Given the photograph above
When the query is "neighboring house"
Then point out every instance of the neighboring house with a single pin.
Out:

---

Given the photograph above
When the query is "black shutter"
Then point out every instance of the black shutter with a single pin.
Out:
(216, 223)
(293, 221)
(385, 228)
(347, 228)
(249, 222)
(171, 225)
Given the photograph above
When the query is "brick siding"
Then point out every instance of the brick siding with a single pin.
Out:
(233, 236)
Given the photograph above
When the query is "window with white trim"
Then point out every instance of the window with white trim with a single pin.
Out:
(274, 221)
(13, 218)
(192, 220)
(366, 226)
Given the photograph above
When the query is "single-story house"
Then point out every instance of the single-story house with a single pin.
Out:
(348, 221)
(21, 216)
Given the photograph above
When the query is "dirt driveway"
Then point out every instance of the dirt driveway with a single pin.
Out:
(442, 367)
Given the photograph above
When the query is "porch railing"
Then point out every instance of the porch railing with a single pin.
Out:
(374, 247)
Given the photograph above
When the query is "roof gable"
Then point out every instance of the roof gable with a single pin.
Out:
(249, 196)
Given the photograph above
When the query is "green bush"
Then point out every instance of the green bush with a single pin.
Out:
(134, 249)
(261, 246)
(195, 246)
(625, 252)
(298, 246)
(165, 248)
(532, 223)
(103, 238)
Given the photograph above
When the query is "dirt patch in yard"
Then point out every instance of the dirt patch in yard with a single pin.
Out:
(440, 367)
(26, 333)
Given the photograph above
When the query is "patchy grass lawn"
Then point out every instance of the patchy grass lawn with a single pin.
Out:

---

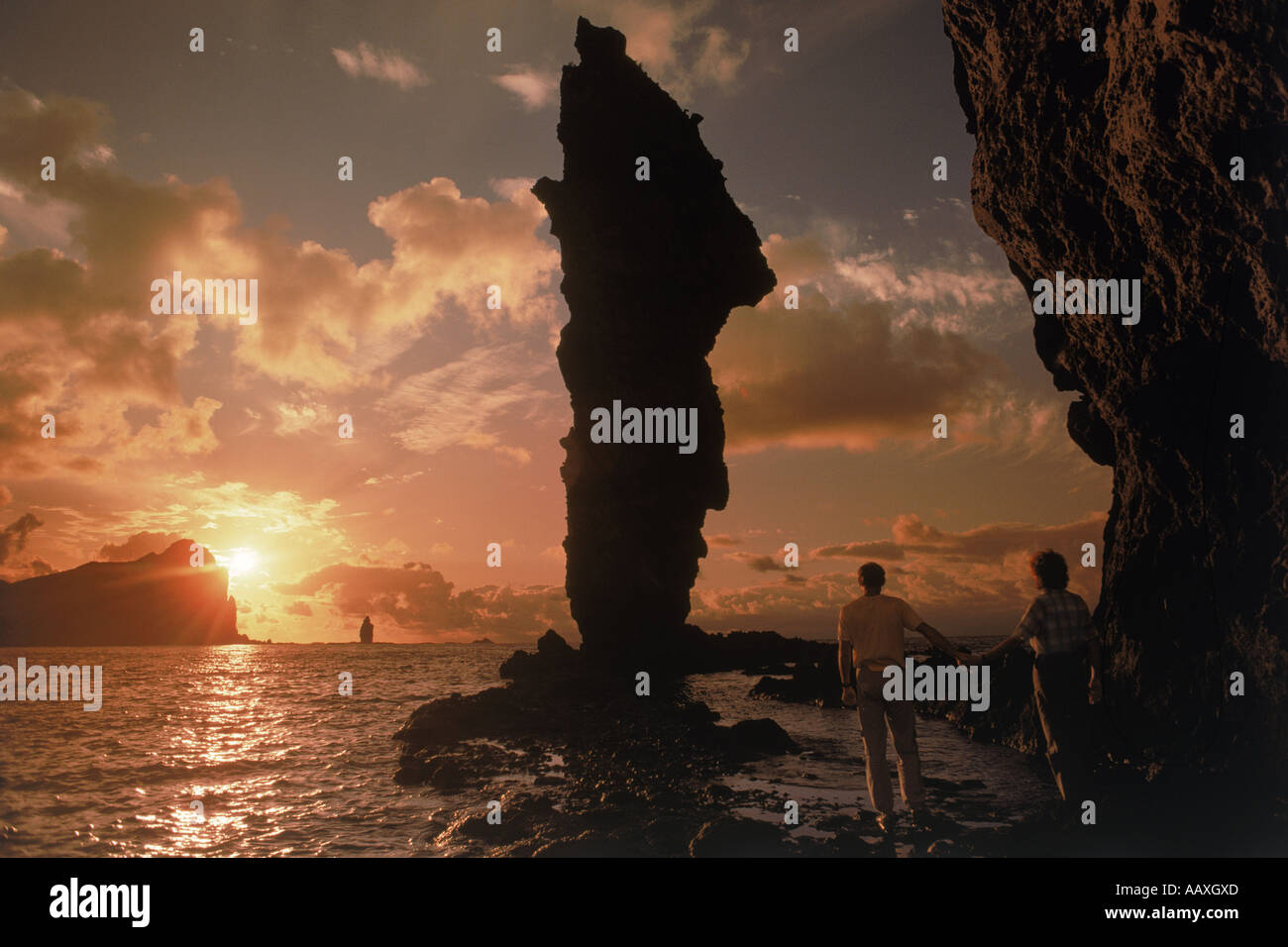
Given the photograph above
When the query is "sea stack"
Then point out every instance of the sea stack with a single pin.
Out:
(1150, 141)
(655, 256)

## WHAT THE EXERCISE ASKS
Count every line of the records that holds "porch". State the number, nothing else.

## THE COMPLETED TASK
2